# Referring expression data
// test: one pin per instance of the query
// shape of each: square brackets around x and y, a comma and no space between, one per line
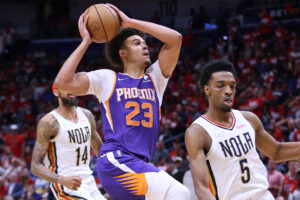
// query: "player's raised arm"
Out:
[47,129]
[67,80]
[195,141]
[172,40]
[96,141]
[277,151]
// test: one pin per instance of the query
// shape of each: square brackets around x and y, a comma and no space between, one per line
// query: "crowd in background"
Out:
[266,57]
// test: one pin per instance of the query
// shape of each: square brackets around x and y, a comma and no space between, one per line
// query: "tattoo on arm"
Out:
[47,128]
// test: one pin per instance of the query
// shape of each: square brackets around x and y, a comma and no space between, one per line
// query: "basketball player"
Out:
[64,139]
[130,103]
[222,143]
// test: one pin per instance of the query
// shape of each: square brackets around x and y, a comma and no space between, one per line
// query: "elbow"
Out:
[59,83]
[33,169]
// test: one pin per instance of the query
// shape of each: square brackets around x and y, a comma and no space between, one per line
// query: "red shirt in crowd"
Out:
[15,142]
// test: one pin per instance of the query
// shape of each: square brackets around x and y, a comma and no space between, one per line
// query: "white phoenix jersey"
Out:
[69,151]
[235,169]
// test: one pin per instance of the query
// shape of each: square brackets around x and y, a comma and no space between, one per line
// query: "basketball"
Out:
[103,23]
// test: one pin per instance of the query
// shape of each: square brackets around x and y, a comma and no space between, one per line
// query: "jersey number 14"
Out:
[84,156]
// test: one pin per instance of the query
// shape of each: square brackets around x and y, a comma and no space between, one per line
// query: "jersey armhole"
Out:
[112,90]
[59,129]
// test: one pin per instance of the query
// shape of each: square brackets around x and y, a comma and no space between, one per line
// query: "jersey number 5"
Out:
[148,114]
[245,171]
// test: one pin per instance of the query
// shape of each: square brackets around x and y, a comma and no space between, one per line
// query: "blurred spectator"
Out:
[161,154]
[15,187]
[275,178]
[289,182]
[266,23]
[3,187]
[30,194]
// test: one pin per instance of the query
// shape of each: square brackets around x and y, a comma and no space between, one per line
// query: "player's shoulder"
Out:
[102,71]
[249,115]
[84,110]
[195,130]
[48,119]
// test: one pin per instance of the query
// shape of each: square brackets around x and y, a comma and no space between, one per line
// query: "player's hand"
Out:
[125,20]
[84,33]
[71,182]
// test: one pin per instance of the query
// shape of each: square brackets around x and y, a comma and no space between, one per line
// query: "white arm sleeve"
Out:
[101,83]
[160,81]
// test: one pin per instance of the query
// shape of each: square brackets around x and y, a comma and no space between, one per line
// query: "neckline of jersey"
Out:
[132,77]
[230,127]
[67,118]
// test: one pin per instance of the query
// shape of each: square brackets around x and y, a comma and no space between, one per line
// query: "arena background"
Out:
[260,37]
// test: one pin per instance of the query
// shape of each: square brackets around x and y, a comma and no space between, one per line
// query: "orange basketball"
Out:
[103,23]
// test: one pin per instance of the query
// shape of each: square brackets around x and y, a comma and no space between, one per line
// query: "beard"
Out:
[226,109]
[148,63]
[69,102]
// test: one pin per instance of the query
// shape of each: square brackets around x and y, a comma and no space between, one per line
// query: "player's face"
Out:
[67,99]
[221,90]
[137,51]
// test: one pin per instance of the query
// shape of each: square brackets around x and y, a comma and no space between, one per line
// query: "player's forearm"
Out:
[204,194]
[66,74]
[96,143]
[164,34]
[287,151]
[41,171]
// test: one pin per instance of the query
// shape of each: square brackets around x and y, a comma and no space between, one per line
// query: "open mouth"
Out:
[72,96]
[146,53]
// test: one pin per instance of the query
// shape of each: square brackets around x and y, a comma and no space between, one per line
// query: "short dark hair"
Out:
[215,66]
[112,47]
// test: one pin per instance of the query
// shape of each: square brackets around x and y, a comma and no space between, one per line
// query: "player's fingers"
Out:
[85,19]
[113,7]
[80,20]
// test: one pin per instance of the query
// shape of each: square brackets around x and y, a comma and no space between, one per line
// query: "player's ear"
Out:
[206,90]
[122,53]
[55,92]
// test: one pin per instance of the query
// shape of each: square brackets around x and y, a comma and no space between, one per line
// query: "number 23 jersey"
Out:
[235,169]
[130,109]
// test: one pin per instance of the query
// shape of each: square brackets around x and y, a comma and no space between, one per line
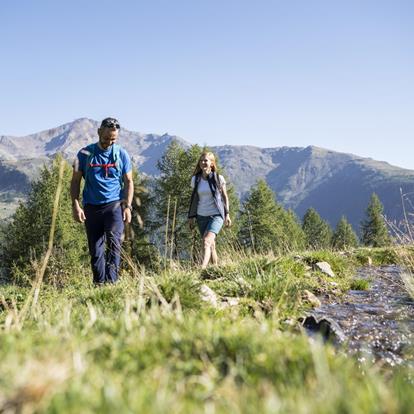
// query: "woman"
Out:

# Exercise requirements
Take every line above that includes the string "player" and return it.

# Your response
// query: "player's raised arm"
// query: "basketball player"
// query: "player's shoulder"
// query: "player's hand"
// query: "player's face"
// query: "player's forearm"
// query: "player's fingers"
// query: "player's ear"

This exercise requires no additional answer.